▶ [Exercise instructions]:
Identify every line in the records below that contains the string "green" and copy each of those lines. Letter case counts.

## begin Given records

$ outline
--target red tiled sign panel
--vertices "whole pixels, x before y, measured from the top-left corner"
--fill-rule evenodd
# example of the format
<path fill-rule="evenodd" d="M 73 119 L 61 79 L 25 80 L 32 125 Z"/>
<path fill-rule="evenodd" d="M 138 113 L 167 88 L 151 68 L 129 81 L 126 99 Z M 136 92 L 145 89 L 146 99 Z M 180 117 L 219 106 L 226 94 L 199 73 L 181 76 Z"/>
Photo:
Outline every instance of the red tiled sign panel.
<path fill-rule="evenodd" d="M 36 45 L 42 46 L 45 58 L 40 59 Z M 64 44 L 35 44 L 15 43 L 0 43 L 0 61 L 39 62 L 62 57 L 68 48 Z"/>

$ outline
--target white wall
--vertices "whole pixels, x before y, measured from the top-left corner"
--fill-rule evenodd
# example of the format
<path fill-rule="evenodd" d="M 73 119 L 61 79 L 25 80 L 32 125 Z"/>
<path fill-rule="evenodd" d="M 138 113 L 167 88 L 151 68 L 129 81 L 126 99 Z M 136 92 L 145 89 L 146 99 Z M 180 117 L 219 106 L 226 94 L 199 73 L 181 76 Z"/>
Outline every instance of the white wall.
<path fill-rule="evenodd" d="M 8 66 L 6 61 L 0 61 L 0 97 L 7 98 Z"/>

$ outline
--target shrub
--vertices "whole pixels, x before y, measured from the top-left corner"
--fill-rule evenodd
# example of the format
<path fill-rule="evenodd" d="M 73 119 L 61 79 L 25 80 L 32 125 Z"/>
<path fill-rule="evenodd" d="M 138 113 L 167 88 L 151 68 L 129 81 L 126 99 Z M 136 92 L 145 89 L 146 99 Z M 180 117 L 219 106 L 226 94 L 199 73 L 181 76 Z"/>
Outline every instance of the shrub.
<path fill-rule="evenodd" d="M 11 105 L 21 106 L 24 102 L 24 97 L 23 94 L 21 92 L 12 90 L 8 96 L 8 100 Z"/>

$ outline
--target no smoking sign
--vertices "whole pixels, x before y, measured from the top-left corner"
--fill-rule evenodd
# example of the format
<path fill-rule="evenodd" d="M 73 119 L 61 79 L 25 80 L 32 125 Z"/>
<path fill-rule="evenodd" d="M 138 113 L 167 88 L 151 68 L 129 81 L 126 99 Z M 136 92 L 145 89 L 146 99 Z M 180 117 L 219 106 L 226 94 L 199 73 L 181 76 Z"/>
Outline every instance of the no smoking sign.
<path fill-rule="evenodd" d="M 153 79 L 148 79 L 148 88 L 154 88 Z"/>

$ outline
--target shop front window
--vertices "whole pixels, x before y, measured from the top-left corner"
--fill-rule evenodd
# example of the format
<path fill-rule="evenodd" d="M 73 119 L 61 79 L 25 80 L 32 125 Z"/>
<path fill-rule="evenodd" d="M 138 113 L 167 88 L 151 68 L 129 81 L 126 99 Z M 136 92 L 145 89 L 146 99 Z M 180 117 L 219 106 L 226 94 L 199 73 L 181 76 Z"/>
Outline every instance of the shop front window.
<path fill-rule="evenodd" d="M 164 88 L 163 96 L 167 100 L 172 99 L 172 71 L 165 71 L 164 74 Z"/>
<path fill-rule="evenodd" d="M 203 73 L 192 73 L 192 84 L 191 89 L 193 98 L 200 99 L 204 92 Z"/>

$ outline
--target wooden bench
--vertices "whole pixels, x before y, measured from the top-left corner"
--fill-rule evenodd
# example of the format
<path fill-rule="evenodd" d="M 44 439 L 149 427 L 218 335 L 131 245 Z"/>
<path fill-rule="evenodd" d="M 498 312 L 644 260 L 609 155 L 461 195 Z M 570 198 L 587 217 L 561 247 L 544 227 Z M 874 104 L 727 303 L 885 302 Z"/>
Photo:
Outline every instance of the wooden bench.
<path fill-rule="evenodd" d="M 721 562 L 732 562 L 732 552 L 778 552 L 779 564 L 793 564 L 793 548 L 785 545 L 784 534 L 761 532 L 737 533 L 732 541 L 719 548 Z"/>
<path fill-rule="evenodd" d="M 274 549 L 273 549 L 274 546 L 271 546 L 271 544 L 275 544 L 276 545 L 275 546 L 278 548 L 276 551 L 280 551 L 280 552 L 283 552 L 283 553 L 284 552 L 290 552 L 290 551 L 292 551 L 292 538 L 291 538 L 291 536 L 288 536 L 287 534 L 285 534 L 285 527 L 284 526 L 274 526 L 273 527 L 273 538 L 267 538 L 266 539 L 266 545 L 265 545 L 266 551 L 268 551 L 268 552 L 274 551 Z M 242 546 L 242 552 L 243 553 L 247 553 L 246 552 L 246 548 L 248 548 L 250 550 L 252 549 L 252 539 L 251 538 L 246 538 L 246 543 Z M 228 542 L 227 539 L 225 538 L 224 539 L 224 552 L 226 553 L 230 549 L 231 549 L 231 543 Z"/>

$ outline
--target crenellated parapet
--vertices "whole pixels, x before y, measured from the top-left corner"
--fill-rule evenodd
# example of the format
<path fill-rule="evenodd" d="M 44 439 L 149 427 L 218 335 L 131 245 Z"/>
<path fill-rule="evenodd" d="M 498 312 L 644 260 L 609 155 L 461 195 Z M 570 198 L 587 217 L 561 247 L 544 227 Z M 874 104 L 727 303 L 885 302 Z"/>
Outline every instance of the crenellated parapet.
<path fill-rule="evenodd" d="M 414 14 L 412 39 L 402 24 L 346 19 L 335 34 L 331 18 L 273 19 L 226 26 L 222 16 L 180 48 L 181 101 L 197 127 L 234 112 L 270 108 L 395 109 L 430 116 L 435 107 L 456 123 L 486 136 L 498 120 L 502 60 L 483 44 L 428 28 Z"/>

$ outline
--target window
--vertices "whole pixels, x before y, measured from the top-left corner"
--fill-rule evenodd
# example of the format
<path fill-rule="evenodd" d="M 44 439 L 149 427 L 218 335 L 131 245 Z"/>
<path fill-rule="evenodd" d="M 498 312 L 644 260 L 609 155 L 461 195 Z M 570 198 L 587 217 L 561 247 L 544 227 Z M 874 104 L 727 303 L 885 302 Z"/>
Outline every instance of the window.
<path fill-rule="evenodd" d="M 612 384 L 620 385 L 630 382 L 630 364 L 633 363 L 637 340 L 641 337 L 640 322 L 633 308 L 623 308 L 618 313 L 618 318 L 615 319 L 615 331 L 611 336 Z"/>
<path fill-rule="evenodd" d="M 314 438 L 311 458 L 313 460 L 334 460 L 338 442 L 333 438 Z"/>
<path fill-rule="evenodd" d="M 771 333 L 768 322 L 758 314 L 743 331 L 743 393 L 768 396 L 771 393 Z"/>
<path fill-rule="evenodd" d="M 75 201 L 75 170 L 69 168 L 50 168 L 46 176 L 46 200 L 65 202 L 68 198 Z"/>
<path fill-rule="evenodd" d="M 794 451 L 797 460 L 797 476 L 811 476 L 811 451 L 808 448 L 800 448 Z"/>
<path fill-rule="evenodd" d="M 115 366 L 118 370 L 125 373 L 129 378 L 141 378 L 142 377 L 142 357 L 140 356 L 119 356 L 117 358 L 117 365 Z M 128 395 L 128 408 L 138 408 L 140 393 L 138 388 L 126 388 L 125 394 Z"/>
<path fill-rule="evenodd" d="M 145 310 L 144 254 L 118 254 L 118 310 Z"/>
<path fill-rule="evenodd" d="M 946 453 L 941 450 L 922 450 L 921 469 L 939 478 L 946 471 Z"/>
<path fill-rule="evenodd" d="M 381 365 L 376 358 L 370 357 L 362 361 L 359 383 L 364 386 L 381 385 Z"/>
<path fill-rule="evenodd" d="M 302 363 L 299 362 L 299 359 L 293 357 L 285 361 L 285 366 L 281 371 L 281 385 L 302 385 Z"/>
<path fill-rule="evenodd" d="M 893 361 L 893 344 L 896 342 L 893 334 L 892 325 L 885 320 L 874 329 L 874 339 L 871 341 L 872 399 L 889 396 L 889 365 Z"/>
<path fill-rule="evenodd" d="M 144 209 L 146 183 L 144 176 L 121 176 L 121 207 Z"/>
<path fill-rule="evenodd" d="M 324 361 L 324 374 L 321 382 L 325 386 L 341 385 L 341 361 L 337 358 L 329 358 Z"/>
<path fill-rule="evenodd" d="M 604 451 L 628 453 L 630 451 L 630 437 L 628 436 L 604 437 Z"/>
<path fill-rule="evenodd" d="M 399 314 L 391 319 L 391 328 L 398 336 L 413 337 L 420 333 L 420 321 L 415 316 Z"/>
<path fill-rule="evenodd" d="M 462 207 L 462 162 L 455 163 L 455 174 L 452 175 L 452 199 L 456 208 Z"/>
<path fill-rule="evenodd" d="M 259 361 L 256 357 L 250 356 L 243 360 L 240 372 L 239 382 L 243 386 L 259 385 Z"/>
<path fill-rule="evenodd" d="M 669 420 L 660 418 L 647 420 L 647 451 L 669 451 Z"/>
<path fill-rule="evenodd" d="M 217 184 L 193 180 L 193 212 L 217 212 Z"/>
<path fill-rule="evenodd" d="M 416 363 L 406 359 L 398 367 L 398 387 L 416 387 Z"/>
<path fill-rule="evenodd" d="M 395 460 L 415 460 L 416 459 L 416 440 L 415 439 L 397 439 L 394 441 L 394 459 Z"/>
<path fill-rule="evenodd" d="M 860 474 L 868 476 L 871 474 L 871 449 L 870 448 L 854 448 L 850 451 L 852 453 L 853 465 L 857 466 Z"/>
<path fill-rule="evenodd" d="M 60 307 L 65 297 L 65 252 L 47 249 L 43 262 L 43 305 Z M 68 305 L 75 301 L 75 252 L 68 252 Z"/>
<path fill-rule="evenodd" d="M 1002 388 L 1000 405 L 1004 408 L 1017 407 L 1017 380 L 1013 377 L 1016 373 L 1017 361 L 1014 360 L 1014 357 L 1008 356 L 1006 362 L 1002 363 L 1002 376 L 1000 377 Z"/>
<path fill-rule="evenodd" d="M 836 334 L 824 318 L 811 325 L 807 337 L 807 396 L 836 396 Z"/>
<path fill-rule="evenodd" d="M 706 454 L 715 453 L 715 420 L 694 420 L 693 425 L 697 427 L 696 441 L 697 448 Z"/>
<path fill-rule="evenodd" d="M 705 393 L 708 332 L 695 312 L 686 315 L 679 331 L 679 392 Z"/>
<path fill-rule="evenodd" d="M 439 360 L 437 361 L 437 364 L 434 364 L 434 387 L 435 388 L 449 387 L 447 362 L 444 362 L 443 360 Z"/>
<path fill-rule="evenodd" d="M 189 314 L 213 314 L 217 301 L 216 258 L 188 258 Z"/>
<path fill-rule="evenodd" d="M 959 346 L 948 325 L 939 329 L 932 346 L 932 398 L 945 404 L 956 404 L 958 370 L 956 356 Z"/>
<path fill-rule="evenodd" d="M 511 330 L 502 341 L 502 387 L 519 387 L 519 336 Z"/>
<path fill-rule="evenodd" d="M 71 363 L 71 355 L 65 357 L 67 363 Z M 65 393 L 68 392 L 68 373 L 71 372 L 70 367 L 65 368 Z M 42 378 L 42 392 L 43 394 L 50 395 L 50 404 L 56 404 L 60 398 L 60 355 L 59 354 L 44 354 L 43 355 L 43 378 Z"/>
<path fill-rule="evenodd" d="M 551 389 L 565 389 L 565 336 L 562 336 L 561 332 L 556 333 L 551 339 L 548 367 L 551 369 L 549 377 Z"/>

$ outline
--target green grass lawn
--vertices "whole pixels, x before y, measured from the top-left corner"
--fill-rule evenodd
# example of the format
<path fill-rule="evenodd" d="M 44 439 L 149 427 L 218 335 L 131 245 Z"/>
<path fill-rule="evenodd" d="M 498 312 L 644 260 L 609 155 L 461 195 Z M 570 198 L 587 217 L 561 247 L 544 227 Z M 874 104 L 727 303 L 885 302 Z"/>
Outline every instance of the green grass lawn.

## end Given records
## begin Given records

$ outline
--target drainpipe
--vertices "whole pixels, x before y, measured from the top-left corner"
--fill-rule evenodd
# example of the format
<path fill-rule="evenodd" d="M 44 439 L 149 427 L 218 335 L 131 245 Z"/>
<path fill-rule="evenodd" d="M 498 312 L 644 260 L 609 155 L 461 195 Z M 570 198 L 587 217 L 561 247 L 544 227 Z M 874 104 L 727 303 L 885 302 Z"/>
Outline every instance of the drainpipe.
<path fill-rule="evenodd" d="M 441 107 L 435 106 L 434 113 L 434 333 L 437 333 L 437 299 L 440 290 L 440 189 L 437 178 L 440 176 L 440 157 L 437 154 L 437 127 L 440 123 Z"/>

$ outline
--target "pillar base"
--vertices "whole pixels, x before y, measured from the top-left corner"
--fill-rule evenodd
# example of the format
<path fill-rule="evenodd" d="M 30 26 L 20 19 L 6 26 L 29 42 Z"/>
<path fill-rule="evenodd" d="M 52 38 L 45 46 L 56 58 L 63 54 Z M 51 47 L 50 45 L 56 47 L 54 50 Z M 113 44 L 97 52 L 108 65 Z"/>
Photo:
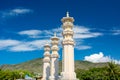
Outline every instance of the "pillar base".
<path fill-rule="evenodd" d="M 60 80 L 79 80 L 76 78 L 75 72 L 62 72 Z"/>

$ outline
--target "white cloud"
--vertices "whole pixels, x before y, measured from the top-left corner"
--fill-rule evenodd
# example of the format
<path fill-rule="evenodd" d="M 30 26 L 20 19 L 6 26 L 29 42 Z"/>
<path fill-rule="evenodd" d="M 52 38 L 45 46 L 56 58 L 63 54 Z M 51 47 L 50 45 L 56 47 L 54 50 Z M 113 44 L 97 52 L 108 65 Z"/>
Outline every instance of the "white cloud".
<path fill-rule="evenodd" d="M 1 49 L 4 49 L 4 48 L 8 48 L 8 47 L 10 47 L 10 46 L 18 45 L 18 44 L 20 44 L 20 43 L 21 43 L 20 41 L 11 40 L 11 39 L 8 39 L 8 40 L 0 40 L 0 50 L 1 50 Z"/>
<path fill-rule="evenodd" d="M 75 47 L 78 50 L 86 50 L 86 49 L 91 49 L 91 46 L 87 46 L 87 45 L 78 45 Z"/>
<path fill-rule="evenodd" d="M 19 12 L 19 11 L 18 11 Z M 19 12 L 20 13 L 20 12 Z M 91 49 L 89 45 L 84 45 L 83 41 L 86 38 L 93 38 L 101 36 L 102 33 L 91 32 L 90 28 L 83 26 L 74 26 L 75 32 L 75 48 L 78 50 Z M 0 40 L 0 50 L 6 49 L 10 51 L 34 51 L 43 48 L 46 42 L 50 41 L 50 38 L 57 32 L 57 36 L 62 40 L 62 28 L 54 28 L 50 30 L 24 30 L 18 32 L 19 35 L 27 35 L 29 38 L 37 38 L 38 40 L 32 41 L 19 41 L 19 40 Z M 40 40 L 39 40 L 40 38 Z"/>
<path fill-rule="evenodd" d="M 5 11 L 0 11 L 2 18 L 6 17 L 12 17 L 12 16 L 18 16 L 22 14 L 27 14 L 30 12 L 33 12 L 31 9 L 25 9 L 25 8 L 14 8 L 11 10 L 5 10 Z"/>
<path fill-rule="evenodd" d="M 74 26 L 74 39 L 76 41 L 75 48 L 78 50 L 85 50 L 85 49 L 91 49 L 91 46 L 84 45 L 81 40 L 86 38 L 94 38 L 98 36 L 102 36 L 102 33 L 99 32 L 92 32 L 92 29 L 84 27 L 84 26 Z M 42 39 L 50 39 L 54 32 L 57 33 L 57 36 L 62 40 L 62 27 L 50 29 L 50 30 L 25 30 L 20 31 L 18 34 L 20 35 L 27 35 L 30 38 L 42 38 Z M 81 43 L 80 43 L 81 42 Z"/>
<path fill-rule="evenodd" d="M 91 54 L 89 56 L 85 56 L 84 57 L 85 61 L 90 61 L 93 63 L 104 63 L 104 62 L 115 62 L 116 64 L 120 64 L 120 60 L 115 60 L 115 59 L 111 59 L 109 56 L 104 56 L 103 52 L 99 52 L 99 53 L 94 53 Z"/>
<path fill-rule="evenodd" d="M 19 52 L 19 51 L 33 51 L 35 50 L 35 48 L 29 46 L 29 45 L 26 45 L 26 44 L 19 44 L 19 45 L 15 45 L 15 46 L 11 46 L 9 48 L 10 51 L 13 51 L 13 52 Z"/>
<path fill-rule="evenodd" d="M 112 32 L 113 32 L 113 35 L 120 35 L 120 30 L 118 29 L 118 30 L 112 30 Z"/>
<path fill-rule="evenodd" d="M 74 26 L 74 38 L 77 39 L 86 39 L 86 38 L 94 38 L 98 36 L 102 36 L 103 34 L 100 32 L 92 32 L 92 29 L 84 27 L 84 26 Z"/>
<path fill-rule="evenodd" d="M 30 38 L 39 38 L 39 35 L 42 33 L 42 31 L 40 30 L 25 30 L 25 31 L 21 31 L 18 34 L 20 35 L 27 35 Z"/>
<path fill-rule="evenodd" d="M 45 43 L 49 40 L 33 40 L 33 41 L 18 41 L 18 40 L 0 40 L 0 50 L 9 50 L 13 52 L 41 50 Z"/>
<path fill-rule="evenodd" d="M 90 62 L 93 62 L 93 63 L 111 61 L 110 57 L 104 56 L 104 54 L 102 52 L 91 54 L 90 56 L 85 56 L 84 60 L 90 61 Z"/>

## end Given records
## begin Given records

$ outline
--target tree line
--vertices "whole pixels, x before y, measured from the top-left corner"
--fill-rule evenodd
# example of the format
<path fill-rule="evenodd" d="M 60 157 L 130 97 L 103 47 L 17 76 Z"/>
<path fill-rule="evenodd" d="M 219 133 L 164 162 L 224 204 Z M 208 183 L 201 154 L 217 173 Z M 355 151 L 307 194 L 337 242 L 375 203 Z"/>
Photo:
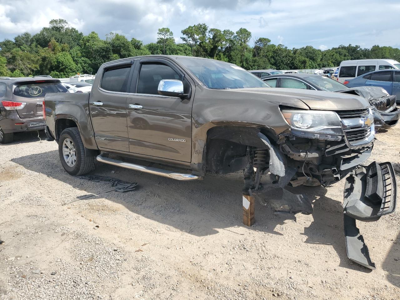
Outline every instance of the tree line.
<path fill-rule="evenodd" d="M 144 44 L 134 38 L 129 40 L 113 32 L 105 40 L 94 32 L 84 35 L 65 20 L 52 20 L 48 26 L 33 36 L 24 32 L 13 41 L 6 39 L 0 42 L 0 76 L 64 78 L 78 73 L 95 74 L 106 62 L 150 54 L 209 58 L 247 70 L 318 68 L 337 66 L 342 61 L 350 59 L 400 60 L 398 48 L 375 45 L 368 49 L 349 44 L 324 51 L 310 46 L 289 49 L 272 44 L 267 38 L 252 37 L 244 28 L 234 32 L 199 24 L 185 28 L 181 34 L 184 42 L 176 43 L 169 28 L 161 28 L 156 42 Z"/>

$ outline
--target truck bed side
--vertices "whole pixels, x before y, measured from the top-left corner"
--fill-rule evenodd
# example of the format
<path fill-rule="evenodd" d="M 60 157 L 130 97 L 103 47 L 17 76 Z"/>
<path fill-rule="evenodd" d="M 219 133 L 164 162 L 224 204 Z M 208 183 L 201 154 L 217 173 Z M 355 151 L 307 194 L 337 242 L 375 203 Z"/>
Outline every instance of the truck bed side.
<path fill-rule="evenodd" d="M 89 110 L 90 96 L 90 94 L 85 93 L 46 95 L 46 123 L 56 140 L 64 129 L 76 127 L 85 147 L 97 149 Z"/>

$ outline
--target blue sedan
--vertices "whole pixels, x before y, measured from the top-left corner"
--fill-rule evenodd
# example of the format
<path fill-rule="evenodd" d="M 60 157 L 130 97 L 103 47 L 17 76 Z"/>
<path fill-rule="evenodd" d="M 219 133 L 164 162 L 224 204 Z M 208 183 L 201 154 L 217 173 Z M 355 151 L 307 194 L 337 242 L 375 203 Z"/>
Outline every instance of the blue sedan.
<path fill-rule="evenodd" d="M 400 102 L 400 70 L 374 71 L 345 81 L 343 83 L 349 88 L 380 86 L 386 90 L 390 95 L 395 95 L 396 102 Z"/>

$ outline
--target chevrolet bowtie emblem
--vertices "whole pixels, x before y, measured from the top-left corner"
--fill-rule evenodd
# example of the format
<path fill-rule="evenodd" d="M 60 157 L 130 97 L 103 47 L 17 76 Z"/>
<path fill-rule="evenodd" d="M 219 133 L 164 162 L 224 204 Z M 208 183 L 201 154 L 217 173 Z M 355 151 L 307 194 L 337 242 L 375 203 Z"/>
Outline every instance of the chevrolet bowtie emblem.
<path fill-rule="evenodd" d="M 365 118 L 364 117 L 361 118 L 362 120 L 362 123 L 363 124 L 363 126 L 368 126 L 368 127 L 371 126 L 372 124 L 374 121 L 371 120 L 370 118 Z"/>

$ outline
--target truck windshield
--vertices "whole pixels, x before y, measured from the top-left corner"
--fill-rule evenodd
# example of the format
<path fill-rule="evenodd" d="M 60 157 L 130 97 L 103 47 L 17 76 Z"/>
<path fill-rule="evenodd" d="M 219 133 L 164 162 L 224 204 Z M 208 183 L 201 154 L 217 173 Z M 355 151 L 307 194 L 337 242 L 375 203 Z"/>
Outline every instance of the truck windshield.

## end Given records

▶ [Problem solution]:
--target green grass lawn
Outline every instance of the green grass lawn.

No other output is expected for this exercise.